▸ What the task asks:
Nothing is to be altered; the data must be repeated exactly.

Extracted records:
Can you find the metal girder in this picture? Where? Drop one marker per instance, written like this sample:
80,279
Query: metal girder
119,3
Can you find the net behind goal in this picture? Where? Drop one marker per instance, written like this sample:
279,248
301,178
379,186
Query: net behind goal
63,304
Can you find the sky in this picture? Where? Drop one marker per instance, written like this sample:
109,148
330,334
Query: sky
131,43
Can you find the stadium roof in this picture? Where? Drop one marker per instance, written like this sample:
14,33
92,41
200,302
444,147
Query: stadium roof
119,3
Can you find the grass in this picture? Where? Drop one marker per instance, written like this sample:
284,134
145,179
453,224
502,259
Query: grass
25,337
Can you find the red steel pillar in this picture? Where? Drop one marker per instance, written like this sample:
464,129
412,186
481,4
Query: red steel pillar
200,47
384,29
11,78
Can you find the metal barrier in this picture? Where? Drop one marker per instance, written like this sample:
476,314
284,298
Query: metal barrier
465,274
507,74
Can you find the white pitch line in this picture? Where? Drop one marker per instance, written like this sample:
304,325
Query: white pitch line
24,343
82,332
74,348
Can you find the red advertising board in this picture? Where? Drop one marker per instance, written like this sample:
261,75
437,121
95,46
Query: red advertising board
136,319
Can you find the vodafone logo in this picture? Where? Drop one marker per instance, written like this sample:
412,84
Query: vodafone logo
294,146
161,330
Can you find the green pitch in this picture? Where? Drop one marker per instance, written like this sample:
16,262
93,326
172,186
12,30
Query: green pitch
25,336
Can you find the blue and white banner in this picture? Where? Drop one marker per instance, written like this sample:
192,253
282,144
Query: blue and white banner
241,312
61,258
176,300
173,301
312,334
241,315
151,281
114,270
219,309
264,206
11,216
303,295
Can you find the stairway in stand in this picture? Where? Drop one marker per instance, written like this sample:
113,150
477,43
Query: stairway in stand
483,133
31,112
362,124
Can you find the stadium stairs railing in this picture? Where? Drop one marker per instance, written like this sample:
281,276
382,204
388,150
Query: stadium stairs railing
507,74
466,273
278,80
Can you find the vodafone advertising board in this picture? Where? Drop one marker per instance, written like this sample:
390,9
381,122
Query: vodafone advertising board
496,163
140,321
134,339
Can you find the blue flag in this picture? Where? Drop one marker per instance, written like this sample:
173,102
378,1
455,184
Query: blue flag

▸ Result:
Can you find the metal girder in this picture? Where? Drop one marker per instance, written like this sample:
80,279
Query: metal girder
119,3
Can you find the net behind goal in this picture? Where? Drop one marker per instance, written like this sample:
279,248
301,178
379,186
Query: net behind goal
63,304
Can you find the sky in this picture? Where? Drop one marker per instance, written like this sample:
109,148
330,334
Query: sky
131,43
Can you find the stadium roof in this picture? Where? Drop one marker per instance, written like this sample:
14,33
92,41
200,302
444,147
Query: stadium roof
119,3
Can you find the grass in this picture? Where? Drop one marker per instance, written like this sample:
284,134
145,179
453,224
502,259
Query: grass
25,337
Can you find the red steel pillar in this picture? Where? Drop one marker per instance, written like this sample:
464,129
412,186
481,4
Query: red steel pillar
200,47
384,29
11,78
Can you find the metal barrier in this picture? Where? Drop one marker per instance, written like this sample:
476,314
284,298
Query: metal barrier
465,274
507,74
Can you find the white pitch line in this picture? Where? Drop one marker per instance, written like this sample:
304,325
Query: white pitch line
24,343
82,332
74,348
Can you find the red advertising board in this picture? Where? Drop one marker per instance, written like this sample:
261,75
437,121
95,46
Query: red advertising board
136,319
Can you find the vodafone logo in this picture? Where? Drop one marker per instance, written like this sample:
412,84
Query: vodafone logo
294,146
161,330
Can you find the green pitch in this picture? Where? Drop one marker per instance, written like this sample:
16,262
93,326
172,186
12,30
Query: green pitch
25,336
Can you find the blue and white banner in this picture? Where? Drop one marker per instance, written like this sample:
192,253
282,144
Query: blue and white banner
241,312
61,258
176,300
173,301
312,334
241,315
151,281
114,270
219,309
264,206
11,216
303,295
Can you find the stairway in stand in this picture? Where? Drop one marker per instance, written like this sample:
113,150
477,43
Query: stairway in stand
483,133
31,112
362,124
Can you find the stadium stairs railing in this picture? Where? Drop one marker per instance, written like this sample:
281,276
382,204
388,150
Query: stadium stairs railing
507,74
466,273
278,80
Can you find the vodafone advertising board in this picture? Where? Drop one marker per instance, written like this sample:
390,9
381,122
Query: vodafone advertising board
496,163
140,321
134,339
Can you find the blue flag in this picture? Where? Drop one marker per instance, written like this sample:
173,102
378,1
455,184
Query: blue flag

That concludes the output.